* Records from a point labeling set
-- Start --

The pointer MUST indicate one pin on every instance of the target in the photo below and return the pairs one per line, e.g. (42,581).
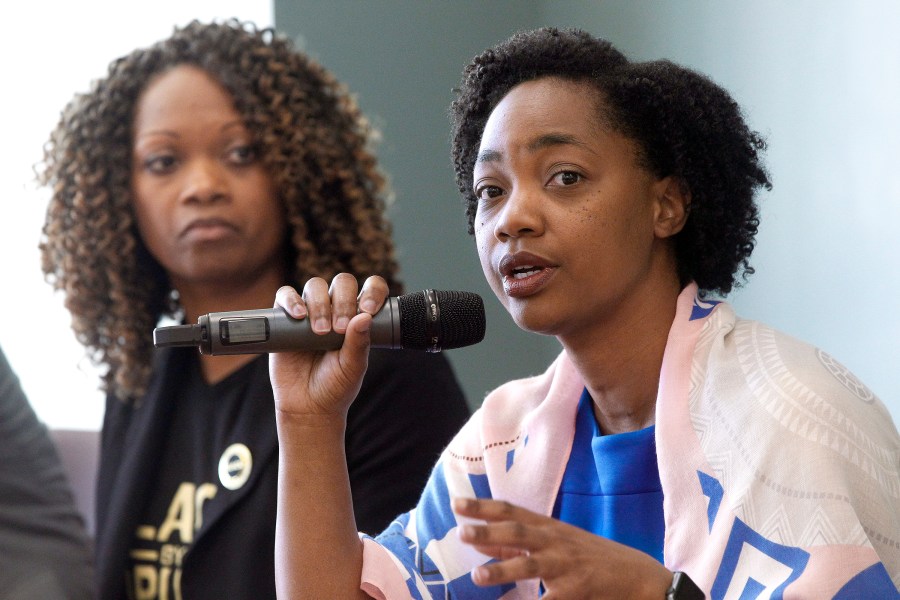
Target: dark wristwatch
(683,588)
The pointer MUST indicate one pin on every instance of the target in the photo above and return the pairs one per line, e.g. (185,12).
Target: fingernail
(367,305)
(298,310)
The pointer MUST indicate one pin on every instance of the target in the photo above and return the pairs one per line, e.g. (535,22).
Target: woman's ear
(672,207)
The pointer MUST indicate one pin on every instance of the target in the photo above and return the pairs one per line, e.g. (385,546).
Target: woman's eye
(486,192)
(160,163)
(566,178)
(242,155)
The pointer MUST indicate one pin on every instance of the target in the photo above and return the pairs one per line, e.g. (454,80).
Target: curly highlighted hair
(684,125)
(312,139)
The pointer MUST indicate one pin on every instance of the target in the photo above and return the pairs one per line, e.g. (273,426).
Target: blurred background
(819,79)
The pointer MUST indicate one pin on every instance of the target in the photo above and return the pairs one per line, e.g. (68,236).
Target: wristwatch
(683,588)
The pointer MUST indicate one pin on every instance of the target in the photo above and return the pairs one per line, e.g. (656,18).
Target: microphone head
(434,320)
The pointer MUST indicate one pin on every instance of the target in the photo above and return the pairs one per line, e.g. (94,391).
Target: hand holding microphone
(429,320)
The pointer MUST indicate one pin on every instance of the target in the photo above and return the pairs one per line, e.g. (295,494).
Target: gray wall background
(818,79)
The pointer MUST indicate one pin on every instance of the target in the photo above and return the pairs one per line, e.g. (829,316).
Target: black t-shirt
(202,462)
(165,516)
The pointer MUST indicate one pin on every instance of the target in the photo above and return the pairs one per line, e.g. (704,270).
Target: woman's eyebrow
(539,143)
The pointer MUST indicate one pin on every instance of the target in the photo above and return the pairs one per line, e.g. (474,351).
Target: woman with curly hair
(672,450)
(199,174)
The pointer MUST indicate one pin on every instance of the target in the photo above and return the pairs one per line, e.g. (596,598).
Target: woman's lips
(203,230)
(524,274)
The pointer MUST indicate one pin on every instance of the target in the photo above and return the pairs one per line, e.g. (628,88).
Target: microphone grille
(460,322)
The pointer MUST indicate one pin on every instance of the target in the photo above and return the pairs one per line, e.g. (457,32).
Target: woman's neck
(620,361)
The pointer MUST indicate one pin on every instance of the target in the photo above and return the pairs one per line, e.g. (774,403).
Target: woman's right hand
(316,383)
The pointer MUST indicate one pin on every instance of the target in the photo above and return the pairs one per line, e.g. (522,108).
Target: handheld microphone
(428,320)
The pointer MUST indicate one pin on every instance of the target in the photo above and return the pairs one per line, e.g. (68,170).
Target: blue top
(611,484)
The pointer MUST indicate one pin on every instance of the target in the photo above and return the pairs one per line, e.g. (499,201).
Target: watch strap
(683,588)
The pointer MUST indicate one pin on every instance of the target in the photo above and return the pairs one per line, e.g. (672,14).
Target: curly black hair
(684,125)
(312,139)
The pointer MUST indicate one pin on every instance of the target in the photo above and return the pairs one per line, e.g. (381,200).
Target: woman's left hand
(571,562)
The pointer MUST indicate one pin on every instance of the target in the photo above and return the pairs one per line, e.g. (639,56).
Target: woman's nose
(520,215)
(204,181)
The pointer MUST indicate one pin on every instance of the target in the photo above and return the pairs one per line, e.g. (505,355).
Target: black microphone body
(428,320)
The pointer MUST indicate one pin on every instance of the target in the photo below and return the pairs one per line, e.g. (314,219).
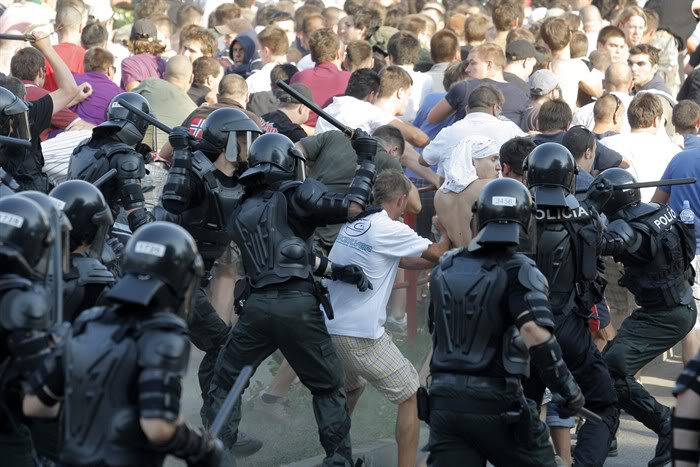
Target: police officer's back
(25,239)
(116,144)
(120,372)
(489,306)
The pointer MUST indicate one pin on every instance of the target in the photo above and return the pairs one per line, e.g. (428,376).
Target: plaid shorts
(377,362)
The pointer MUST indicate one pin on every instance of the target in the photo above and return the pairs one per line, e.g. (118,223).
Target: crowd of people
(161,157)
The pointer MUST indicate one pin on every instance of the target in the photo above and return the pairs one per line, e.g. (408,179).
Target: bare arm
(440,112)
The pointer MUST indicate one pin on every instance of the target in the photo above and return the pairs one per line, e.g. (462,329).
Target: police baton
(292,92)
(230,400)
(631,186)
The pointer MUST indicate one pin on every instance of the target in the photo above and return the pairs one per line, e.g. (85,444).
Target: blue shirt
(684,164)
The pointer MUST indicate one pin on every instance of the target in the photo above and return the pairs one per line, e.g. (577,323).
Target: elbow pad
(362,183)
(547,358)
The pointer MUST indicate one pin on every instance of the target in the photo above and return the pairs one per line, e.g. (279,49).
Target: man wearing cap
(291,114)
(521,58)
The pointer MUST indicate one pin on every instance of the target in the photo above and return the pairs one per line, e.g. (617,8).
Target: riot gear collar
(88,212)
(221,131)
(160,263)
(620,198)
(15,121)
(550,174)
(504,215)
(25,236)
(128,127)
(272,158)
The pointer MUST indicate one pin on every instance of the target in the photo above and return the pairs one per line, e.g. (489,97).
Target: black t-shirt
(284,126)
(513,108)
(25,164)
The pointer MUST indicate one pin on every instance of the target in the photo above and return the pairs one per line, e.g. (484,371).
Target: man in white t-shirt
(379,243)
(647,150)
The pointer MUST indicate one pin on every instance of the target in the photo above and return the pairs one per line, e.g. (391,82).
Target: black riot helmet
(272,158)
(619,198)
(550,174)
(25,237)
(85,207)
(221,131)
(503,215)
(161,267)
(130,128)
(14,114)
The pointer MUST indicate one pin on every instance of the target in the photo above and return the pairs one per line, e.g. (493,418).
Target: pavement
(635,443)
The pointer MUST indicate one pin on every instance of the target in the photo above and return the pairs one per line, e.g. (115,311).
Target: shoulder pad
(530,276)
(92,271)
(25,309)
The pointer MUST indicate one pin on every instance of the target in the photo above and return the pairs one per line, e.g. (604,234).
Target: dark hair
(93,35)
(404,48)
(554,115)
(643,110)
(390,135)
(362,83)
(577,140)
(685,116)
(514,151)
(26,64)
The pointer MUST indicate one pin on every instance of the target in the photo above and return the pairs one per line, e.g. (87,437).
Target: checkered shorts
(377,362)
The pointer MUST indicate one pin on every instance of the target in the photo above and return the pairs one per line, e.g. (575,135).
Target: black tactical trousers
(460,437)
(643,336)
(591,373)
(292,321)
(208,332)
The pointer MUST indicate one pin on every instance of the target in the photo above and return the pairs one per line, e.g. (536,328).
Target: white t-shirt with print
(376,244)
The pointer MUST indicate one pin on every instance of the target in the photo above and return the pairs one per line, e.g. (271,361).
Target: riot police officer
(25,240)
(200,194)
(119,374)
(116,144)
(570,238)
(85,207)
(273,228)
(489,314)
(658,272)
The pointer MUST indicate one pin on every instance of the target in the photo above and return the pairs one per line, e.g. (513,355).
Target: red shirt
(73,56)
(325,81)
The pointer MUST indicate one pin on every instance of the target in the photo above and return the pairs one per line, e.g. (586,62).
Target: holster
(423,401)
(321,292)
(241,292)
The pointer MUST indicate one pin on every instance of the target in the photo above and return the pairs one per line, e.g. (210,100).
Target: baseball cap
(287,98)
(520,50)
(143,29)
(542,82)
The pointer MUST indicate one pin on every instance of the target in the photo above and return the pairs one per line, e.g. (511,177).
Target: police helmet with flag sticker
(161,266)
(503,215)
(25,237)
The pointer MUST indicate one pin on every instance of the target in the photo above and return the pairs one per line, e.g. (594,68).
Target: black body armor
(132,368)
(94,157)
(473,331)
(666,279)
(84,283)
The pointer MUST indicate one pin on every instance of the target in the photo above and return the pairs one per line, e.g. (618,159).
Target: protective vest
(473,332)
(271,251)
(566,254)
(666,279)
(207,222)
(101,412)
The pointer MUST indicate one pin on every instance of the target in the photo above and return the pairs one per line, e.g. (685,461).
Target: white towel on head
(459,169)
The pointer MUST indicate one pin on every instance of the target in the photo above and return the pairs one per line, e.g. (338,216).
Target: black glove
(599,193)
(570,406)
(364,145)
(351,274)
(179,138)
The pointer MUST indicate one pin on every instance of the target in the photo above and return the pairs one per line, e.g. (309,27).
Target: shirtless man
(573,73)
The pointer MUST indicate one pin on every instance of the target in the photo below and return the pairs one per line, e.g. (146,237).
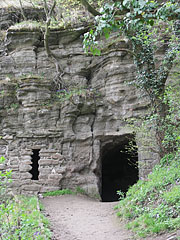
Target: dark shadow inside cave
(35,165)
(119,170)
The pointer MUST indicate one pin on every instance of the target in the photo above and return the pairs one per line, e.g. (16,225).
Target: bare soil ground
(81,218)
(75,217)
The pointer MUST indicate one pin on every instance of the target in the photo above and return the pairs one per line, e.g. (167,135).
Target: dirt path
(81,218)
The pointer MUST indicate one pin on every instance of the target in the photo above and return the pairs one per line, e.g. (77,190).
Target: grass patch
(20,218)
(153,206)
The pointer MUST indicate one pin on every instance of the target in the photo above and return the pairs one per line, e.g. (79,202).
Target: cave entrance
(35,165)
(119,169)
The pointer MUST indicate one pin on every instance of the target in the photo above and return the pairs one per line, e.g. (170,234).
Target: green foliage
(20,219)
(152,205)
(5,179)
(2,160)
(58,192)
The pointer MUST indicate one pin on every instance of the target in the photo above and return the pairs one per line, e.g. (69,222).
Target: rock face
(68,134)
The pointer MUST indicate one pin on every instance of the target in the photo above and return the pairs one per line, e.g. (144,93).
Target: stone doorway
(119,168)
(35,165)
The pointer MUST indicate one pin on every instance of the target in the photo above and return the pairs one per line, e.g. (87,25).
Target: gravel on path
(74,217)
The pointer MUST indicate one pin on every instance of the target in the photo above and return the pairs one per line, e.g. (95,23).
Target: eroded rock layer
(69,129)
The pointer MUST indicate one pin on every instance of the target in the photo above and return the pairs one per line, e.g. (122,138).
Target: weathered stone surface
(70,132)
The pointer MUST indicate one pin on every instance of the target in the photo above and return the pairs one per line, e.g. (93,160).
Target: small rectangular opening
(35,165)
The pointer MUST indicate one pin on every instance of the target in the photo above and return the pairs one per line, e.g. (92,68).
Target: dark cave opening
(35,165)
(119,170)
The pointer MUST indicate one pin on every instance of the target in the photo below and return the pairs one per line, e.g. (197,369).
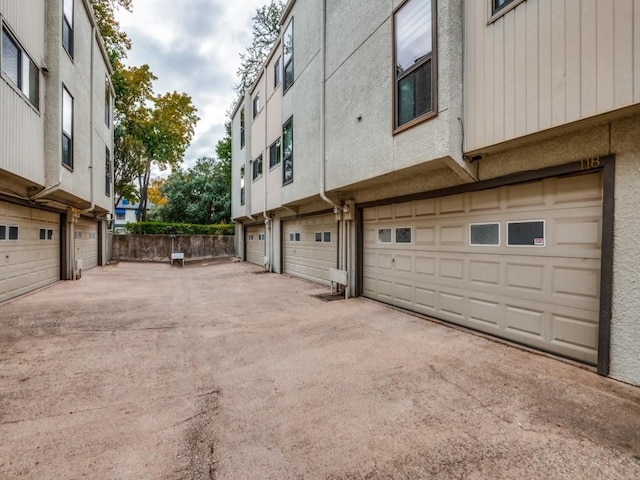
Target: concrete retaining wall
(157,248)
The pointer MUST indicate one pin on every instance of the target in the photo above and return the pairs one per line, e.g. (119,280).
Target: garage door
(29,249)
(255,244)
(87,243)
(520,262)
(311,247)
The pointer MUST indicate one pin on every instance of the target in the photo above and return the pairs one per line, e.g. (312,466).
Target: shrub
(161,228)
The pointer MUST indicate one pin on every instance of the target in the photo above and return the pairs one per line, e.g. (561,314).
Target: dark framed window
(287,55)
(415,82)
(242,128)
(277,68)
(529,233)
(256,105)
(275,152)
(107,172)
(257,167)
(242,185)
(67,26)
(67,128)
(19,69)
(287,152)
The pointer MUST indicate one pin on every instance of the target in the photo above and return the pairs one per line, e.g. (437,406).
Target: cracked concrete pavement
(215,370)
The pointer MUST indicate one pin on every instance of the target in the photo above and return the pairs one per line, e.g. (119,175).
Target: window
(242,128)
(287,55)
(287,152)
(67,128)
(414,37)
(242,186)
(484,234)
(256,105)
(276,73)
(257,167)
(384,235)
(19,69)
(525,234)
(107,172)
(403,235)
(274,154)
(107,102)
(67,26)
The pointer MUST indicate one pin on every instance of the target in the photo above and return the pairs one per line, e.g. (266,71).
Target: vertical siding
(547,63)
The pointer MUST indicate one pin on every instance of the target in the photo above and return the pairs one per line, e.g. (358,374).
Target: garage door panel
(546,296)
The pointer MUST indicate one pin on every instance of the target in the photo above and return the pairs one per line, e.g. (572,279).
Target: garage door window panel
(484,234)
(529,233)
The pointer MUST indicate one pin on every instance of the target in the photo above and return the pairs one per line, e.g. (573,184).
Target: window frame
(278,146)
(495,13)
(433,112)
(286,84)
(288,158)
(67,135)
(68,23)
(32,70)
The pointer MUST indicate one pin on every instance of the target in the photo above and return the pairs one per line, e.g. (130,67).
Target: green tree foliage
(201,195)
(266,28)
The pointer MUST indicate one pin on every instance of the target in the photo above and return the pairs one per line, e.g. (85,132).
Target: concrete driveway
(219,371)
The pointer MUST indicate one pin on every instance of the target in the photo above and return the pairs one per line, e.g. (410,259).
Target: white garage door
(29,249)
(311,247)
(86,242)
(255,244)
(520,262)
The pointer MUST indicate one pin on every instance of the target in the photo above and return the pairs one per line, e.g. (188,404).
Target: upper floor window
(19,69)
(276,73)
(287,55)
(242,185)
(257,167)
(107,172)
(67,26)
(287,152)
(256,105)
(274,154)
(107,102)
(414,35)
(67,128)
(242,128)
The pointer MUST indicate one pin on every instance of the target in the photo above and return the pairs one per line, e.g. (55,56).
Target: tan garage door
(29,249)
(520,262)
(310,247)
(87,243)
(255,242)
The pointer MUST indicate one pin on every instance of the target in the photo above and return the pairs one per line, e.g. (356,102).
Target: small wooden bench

-- End --

* Instructions for the task
Give exactly the lines from the one with "line, e.g. (266,71)." to the end of the entries, nothing before them.

* Response for this exercise
The pointer MUST indicate one pin on every instance of the target in the photo above and return the pairs one per line, e.g. (266,71).
Target: vertical siding
(547,63)
The pointer MUST indicate one pin on every instance of the target in the photo above and return the pairs one per line, e.g. (358,374).
Target: garage door panel
(546,296)
The pointer MUST indicate one pin on every instance of the target in the photo above and return the pairs one per line, e.g. (572,279).
Target: garage door window panel
(484,234)
(529,233)
The pointer MUST indicate one pin on every instance of the target in the photo above and return the pairs one per line, e.g. (573,184).
Target: window frame
(278,146)
(495,13)
(433,112)
(286,84)
(288,158)
(67,135)
(68,23)
(32,70)
The pointer MUST indicate one pin on every instance of the target in the photo above and return the pairs one per line, e.g. (130,67).
Target: green tree foliage
(201,195)
(266,28)
The pointer MUST indicate one pin on every instance of the target in the photo above and return the pairs one per line, e.g. (85,132).
Target: concrete driveway
(219,371)
The pointer MUST indicate one pin on every instance of the target in the photo above and return the pairs one per line, e.g. (410,259).
Target: white garage door
(29,249)
(311,247)
(86,242)
(255,244)
(520,262)
The pointer MUST indicate one pin on every instance of the target in the photo above and return the pairs one per line, e.g. (188,404).
Target: upper floor window
(19,69)
(276,73)
(287,55)
(242,185)
(257,167)
(107,172)
(67,26)
(287,152)
(256,105)
(274,154)
(107,102)
(414,35)
(67,128)
(242,128)
The pointer MUST indicate one pin on every instance of the target in the photo above and return the pairs one per line, e.g. (55,56).
Target: tan garage door
(29,249)
(520,262)
(310,247)
(87,243)
(255,242)
The pointer MUST indicate one pin on every instance of the target in the photo above and return the pairs one per line, e.g. (356,102).
Target: small wooden bench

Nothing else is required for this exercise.